Work instructions:
If "orange" shows up in a line of the material, return that line.

Information supplied:
---------------
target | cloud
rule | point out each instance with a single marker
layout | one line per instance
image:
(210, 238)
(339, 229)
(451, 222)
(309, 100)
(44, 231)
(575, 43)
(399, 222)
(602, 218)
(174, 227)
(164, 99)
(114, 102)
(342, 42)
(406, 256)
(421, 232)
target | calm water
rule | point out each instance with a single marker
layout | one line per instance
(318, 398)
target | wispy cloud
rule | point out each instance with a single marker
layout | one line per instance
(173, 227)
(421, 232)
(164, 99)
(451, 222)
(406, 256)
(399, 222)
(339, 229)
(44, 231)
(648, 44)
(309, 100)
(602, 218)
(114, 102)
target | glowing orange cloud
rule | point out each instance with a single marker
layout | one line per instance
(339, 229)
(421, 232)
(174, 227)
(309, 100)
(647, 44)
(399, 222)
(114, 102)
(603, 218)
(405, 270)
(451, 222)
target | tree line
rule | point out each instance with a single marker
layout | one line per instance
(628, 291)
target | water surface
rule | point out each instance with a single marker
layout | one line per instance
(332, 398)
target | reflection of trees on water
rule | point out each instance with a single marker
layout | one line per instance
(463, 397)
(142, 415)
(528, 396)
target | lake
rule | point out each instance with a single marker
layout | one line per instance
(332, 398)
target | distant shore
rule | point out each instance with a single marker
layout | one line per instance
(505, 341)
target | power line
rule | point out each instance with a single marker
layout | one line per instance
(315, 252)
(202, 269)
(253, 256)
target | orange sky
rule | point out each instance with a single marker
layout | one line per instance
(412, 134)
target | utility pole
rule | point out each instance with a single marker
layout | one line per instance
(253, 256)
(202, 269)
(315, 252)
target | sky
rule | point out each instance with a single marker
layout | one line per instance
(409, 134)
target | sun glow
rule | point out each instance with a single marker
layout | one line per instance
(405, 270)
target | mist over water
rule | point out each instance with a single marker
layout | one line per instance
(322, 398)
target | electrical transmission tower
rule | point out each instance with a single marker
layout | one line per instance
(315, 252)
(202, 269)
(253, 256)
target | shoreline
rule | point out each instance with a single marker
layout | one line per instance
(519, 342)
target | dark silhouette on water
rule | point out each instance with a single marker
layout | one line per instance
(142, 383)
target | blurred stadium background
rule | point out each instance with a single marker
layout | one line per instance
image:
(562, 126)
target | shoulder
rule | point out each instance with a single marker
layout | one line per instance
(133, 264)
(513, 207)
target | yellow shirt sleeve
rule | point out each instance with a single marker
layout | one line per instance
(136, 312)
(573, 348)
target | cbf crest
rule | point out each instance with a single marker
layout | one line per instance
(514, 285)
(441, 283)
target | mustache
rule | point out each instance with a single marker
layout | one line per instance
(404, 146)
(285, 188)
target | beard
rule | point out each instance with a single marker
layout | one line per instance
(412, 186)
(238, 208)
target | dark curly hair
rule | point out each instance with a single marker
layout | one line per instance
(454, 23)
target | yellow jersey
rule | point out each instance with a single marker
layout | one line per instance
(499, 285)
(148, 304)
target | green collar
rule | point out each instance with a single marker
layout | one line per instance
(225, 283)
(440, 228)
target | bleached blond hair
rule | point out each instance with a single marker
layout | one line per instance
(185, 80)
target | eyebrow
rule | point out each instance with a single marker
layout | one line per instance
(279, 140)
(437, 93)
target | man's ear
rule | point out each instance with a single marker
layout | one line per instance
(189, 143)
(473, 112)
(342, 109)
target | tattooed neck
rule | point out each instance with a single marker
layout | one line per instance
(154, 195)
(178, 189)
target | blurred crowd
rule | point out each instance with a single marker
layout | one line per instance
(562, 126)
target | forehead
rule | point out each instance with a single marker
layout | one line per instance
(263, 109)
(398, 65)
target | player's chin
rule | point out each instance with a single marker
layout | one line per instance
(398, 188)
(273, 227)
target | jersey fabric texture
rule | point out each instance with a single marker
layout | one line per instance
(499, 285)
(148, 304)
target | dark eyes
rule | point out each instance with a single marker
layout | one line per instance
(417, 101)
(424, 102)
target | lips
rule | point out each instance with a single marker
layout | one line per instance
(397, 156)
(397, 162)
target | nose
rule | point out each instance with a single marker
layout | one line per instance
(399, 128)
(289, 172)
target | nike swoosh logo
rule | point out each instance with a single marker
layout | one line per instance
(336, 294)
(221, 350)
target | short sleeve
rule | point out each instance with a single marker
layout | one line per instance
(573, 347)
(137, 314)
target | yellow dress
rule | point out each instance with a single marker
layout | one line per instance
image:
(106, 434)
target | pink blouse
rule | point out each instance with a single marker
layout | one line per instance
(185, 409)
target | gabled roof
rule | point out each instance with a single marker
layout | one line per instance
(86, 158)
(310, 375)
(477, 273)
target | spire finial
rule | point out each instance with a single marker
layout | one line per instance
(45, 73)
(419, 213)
---------------
Problem solution:
target | glowing orange cloud
target | orange sky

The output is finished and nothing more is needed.